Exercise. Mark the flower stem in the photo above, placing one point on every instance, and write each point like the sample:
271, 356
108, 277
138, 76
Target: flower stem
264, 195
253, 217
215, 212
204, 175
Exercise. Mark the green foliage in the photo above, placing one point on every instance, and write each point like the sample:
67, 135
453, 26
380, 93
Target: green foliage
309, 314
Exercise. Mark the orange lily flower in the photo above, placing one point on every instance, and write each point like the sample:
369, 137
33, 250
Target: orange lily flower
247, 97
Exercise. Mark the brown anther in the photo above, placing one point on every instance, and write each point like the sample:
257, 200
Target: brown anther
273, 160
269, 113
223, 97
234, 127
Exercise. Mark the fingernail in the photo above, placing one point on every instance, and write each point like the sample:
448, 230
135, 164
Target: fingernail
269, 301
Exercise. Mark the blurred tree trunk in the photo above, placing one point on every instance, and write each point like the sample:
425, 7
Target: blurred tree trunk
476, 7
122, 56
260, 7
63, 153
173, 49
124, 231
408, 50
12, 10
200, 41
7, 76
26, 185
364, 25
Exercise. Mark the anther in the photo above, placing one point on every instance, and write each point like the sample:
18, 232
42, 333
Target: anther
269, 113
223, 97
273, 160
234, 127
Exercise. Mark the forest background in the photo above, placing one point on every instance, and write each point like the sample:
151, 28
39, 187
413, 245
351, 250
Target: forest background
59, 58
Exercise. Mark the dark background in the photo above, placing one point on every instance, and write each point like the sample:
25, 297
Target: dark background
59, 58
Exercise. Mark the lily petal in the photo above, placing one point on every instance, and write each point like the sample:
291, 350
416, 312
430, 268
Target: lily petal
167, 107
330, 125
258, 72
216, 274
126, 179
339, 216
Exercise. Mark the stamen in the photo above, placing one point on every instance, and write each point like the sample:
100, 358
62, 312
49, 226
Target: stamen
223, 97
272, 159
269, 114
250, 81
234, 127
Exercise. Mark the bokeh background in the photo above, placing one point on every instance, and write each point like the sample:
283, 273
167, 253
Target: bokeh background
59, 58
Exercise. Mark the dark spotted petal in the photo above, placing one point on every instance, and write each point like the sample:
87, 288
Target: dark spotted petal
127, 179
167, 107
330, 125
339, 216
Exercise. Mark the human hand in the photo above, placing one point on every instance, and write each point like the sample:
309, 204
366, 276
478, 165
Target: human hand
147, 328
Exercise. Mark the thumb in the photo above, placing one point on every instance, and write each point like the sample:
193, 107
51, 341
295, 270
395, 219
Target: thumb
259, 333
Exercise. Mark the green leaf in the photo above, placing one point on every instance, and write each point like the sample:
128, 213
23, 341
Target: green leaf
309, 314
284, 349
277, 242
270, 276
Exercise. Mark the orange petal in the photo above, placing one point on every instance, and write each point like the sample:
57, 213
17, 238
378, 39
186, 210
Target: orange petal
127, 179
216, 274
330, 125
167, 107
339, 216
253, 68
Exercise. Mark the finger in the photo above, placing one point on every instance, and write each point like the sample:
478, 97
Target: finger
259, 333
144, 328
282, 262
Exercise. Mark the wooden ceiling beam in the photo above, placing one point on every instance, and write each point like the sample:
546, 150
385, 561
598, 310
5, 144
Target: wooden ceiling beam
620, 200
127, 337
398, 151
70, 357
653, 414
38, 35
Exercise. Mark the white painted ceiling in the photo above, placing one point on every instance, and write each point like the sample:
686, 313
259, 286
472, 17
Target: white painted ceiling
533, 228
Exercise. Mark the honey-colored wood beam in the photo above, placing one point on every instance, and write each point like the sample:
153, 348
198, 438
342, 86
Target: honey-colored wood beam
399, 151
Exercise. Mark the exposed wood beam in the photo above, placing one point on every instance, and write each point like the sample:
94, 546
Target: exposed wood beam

-.-.-

### WRITTEN REQUEST
Please copy out every line of the rows, from the line containing "Exercise. Mark the green leaf" up to and including the last line of the rows, adding -18 to each coordinate in the answers and leaving all other lines unchanged.

### ANSWER TO THE TASK
Exercise. Mark the green leaf in the photo above, placing one point on every instance, and write each point like the sample:
128, 213
23, 341
Target: green leaf
291, 296
266, 331
259, 224
252, 258
Exercise. Mark the orange petal in the photo above, placing one point on every instance, and write each point like the sample:
57, 213
17, 238
378, 39
186, 210
Target: orange petal
109, 161
198, 256
312, 107
149, 89
321, 198
235, 50
Exercise. Mark the finger in the photo above, placing one point on every instance, and write each point like the sample:
478, 97
Target: finger
241, 315
126, 310
264, 244
Exercise. Mark the wooden ceiling beam in the photo above, placing one point on every instance, and write each point like the sample:
546, 150
385, 561
598, 310
5, 144
Target: wooden ceiling beam
602, 182
109, 319
380, 133
52, 339
635, 396
20, 17
Exercise. Mark the white painted ceiling in the photo above, placing one point on every instance, and write each point like the sample:
686, 313
259, 286
472, 17
Target: white painted ceiling
515, 210
Exercise. Mark the honey-colored wood beam in the photo above, placing one point on every instance, and write each point like the sample:
153, 348
198, 438
342, 86
Target: honey-colored wood beam
381, 133
Exercise. Mark the exposed wood beam in the photo above, placing one point on every instance, and write each point like the sample:
94, 546
Target: exposed wood beam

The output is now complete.